‘It’s a Horrible Narrative’: Black Women Are Losing Their Jobs Faster Than Others
Native San Diegan Shakema Martin says she may still be employed today if she weren’t Black.
Martin, a Mira Mesa native, was working at a Carlsbad company until August when she caught COVID-19. She quarantined until she felt better and returned to work with a doctor’s note, clearing her of the highly contagious virus.
“They let me start work right away but told me I needed my doctor to fill out other paperwork,” she said.
Martin found it difficult to complete her extra work during her Monday through Friday shifts when her doctor’s office was open. When she finally completed the paperwork, her supervisor said it was one day late.
“I told them I sent in the paperwork but they said it was too late,” Martin explained. “I was fired. I do think if I were White, they would have given me the benefit of the doubt.”
Martin is one of many Black women who are currently unemployed. In fact, data provided by California Budget & Policy Center show Black women in the Golden State are losing their jobs amid the pandemic faster than women of other races. From February 2020 to July 2020, there was a 17% drop in the number of Black women working in California. During that same period in the state, data shows a 13% drop among Latinx women, an 11% drop among Asian Pacific Islander women, but just a 10% drop among White women.
Alissa Anderson, a Budget & Policy Center senior analyst, has studied employment data for 15 years.
“Black workers always fare worse,” she said. “I looked at employment rates in California going back to the late 1970s and this appeared to be true in every recession since then.”
During the 1990s recession, employment of Black women dropped by nearly three times compared to White women. During the Great Recession, the drop was twice as much.
“There’s lots of evidence at the national level that Black workers, overall, fare less well than White workers in the job market, both in good economic times and bad,” Anderson said. “Some economists have said that it’s as if Black workers are in a totally different labor market than White workers, where the worst levels of unemployment White workers experience tend to be the best levels of unemployment Black workers experience.”
‘It’s a Horrible Narrative’
Several factors may contribute to why Black women — or Black workers, overall — see higher levels of unemployment during economic downturns. Anderson says women of color are “much more likely to have been segregated into the face-to-face service industries that were largely shutdown due to the pandemic.”
● ● ● ● ● ● ●
* [Task description]:
Pick up the article on Black women losing jobs faster during the pandemic directly after its final sentence, and continue it in the same reporting style.
● ● ● ● ● ● ●
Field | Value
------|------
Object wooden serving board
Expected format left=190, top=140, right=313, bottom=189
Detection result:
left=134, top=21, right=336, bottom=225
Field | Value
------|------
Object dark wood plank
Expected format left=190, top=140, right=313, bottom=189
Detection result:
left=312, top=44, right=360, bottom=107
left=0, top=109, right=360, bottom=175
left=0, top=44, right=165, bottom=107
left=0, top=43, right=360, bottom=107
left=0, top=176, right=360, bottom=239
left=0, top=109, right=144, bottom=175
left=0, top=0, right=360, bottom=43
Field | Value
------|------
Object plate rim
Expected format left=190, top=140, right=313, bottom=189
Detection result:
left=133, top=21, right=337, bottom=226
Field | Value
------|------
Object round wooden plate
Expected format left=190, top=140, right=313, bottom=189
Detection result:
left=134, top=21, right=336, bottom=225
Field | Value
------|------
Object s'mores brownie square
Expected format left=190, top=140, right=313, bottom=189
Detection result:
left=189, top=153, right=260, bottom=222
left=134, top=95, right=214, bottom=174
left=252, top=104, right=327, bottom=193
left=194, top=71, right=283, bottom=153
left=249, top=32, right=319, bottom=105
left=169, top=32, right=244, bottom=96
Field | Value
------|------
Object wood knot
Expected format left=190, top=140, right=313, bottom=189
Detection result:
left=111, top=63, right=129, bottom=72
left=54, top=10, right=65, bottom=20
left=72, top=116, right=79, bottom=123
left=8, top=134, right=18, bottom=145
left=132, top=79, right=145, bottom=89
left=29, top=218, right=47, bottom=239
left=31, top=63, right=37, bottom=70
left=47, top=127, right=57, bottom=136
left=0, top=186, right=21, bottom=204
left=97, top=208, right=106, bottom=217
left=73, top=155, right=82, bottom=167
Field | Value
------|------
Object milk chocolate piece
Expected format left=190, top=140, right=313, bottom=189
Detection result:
● ● ● ● ● ● ●
* [Solved exercise]:
In San Diego County, Black employees represent a larger percentage of the essential workforce, which includes 7% of the childcare and social services, 9% in trucking, warehouse, and postal service, and nearly 20% of public transit workers, according to a June 2020 report by SANDAG, the regional planning agency.
Anderson believes there may be more job losses among Black communities statewide as one in four Black women work in the public sector, which is expected to face significant budget cuts.
Francine Maxwell, president of the National Association for the Advancement of Colored People’s San Diego branch since 2018, isn’t surprised by data showing higher levels of unemployment among Black women.
"It’s a horrible narrative that has always existed,” she said. "People are looking for cost-saving measures and in many cases Black women will be the first to go. Black women are shunned in the office. They are casted as the angry Black women who are threatening and grimacing."
Other factors come into play as the world grapples with a deadly and contagious virus. Maxwell said many Black women are single mothers, which makes it difficult to homeschool while working. Communities with a high number of Black residents are also “Internet-deficient,” she said.
“You can go to four houses and two houses cannot login into their classes,” Maxwell said. “If a child cannot hear or see their teacher, they will fall behind.”
‘A Racist Policy Choice’
Maxwell and Anderson both said that to address this disparity, we need to look at the top.
From an economic standpoint, Anderson says policymakers need to provide more economic relief to families as unemployment benefits have proven to be insufficient.
“They replace only about half of workers’ previous earnings. And most people weren’t earning much before this crisis, especially Black women,” she said. “I think it’s important to recognize that not doing enough to respond to the pandemic or the recession is a policy choice. And it’s a racist policy choice because it undermines the economic security of Black and brown people, and other people of color much more.”
Anderson says lawmakers can reinstate federal unemployment benefits, provide rental assistance and increase food assistance, among other programs.
Maxwell said more “implicit bias trainings” need to be available across different industries — especially among policymakers.
“In a few days, the city of San Diego will have a new mayor and new council members,” she said. “We’re going to look at our leadership and ask them to be bolder in addressing these disparities.”
Maxwell said the murder of George Floyd that was captured on camera and shared widely was a learning opportunity for the world.
“The rug has been lifted,” she said. “Once you’re made aware of these disparities — that’s when the real work happens. This time will not come again. We have to capitalize on it on all fronts.”